# Problem statement
Below are the records; collect from them each line containing the string "hair".

(Referring expression pointing data)
╭──

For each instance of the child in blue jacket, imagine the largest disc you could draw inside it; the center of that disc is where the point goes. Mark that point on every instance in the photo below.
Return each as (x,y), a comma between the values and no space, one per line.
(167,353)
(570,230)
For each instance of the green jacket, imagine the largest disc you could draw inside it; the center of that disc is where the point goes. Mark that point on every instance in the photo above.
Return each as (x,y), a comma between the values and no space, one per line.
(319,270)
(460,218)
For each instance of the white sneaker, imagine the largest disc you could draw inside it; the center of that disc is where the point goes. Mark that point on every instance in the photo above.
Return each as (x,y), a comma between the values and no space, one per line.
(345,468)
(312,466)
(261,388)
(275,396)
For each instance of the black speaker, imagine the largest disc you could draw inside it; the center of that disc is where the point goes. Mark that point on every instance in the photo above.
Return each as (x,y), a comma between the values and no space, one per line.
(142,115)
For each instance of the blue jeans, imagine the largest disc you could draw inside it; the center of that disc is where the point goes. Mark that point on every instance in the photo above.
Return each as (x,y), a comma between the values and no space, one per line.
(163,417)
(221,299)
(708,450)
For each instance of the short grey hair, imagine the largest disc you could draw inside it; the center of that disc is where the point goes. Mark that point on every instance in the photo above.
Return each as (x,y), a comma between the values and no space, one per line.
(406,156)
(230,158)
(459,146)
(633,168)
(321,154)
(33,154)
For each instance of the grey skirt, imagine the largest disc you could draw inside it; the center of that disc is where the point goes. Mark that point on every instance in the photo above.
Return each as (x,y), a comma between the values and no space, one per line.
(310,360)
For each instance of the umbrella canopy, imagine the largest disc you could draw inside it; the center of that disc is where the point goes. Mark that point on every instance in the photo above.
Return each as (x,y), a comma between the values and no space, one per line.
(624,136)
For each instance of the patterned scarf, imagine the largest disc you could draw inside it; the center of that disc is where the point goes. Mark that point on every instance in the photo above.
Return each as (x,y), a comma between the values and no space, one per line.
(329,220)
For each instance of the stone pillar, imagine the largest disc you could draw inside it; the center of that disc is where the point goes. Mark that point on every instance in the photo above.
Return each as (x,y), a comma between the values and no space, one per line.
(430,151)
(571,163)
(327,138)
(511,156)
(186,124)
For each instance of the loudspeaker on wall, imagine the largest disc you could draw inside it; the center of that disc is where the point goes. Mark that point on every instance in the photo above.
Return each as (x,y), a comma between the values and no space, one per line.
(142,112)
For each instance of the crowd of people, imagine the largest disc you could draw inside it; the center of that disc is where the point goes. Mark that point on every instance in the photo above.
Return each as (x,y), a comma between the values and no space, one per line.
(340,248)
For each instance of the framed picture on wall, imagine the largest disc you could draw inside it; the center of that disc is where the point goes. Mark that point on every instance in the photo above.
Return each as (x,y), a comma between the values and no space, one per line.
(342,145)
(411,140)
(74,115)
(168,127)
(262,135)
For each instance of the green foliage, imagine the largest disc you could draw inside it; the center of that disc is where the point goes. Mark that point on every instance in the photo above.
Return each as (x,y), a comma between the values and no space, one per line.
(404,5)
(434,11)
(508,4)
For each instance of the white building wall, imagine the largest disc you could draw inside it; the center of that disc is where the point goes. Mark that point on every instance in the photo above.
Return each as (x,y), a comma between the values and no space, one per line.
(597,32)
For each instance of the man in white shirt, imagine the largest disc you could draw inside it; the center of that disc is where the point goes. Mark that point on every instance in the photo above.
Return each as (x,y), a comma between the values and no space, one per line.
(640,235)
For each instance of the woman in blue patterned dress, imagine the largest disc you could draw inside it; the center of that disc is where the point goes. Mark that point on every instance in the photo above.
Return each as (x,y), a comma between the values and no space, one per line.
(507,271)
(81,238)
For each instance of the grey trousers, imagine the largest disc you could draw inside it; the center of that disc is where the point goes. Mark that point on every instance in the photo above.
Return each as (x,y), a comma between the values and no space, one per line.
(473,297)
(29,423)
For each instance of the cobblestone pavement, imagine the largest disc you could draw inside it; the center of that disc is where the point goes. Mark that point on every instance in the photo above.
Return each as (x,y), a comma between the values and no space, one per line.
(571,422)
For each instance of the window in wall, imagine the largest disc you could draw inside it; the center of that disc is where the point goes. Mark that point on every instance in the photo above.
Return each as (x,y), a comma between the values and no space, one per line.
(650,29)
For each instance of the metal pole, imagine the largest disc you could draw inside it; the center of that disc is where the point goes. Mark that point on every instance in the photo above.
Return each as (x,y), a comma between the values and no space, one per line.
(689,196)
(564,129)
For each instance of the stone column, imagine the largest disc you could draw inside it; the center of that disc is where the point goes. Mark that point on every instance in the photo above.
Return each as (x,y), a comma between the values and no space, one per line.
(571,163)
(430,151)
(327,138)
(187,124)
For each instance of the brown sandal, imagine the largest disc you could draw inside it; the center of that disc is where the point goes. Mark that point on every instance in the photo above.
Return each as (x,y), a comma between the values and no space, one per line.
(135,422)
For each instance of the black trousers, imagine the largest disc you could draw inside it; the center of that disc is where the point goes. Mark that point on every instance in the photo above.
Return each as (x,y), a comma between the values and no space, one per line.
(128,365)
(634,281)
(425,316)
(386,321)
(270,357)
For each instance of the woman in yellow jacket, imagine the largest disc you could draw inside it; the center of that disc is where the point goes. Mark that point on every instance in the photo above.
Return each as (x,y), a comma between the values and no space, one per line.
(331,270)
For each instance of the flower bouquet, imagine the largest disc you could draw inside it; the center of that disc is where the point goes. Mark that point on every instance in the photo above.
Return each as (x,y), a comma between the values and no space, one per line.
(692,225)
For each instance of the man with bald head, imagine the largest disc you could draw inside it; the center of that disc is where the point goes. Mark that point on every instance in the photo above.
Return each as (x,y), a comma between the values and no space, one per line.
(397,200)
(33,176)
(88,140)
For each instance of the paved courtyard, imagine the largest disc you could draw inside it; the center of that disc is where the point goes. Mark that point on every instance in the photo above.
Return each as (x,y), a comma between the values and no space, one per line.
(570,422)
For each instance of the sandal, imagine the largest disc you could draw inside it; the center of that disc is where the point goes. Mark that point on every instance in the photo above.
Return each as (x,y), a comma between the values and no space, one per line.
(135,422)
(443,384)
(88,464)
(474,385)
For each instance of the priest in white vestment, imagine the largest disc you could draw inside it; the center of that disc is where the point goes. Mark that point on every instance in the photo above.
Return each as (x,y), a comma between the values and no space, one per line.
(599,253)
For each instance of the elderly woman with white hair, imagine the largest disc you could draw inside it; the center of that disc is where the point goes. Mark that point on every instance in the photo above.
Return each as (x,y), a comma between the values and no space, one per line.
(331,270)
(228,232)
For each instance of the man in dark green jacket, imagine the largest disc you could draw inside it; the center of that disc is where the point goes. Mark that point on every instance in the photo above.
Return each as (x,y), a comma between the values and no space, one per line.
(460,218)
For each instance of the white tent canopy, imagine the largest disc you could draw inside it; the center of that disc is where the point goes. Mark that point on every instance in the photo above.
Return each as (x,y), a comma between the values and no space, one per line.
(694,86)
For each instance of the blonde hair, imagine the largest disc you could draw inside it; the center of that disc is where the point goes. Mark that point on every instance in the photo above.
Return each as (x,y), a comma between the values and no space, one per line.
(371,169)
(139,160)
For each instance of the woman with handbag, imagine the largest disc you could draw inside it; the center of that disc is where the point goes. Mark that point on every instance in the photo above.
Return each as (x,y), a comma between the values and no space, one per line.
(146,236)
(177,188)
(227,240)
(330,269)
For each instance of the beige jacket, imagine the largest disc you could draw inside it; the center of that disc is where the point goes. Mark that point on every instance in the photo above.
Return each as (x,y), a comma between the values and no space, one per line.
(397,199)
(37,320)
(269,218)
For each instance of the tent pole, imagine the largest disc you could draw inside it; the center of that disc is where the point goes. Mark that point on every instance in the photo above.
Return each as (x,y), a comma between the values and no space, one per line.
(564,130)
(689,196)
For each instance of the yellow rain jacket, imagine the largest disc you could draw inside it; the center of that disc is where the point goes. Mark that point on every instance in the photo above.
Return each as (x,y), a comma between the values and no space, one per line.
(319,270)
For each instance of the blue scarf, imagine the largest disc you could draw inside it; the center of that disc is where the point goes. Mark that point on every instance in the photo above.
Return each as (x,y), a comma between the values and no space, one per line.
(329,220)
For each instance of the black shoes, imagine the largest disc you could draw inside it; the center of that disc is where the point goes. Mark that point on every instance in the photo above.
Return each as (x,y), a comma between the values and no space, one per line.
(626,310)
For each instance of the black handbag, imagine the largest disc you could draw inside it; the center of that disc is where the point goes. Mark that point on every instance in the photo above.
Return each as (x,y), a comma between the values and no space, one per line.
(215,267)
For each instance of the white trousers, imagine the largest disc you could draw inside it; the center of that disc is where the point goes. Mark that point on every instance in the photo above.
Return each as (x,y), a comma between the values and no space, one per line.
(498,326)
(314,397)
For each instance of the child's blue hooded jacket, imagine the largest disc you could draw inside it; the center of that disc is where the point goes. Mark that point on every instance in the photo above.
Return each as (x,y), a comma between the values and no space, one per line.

╰──

# Written response
For each instance of the short grey hair, imagine the largest disc you could draw inside it; the center of that disc is where the point goes. Mark that point on every instance in the photo above.
For each instance of the elderly woman with white hair, imagine the largest disc you could draw inside it; the center of that disc is where the point goes. Mark that point on every instance in the photo above.
For each instance of the blonde hair, imagine the largest disc you could draw inside it; the center of that disc is where the point goes. Mark that point on every instance in the photo above.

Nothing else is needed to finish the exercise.